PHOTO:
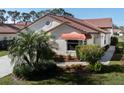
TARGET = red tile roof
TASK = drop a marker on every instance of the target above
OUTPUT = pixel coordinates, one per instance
(82, 25)
(100, 22)
(78, 24)
(8, 29)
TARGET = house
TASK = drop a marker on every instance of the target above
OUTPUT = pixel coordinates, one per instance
(69, 32)
(118, 32)
(9, 31)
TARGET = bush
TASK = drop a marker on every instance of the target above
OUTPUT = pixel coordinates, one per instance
(91, 54)
(114, 41)
(41, 70)
(4, 44)
(32, 54)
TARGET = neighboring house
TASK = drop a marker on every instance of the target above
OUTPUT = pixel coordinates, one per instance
(69, 32)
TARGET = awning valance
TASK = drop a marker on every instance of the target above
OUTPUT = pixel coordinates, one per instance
(73, 36)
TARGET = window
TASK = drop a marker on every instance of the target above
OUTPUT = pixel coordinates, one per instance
(4, 38)
(105, 39)
(71, 44)
(47, 23)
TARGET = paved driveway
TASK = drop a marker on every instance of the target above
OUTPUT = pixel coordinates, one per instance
(5, 67)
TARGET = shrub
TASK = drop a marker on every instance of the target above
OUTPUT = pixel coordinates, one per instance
(114, 41)
(41, 70)
(32, 55)
(91, 54)
(4, 44)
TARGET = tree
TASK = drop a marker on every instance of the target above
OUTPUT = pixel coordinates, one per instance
(30, 48)
(34, 15)
(15, 15)
(26, 17)
(91, 54)
(2, 16)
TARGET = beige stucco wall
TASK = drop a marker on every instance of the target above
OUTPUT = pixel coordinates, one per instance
(62, 44)
(56, 33)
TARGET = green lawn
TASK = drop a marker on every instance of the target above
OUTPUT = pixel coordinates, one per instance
(114, 76)
(3, 53)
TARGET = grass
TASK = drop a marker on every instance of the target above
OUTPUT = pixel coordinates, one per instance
(3, 53)
(115, 76)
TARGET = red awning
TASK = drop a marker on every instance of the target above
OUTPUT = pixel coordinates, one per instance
(74, 36)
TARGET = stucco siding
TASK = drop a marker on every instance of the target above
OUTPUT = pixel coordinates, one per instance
(7, 36)
(56, 33)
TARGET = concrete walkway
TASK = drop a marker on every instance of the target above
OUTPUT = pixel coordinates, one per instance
(71, 63)
(108, 55)
(5, 67)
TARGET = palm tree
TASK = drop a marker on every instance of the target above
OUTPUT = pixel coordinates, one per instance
(31, 48)
(15, 15)
(26, 17)
(2, 16)
(34, 15)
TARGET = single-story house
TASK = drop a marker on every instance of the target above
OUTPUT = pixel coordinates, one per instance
(69, 32)
(9, 31)
(118, 32)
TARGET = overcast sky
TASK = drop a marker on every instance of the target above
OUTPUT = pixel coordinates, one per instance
(117, 14)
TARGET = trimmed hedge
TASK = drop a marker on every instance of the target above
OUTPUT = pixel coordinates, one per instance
(91, 54)
(41, 70)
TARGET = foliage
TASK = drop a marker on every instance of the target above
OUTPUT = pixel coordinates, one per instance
(29, 50)
(2, 16)
(91, 54)
(41, 70)
(114, 41)
(15, 15)
(3, 53)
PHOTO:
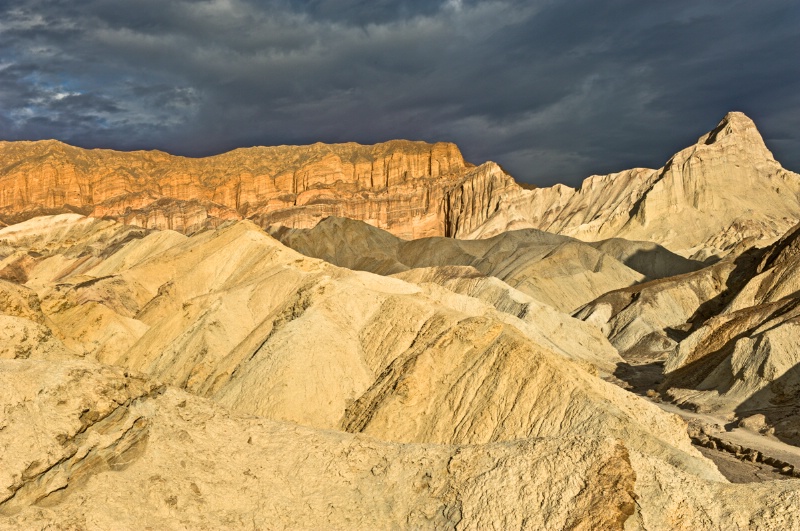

--

* [The task] How many lines in the entries above contain the string "awning"? Case counts. Reply with the number alone.

* [Answer to this problem] 2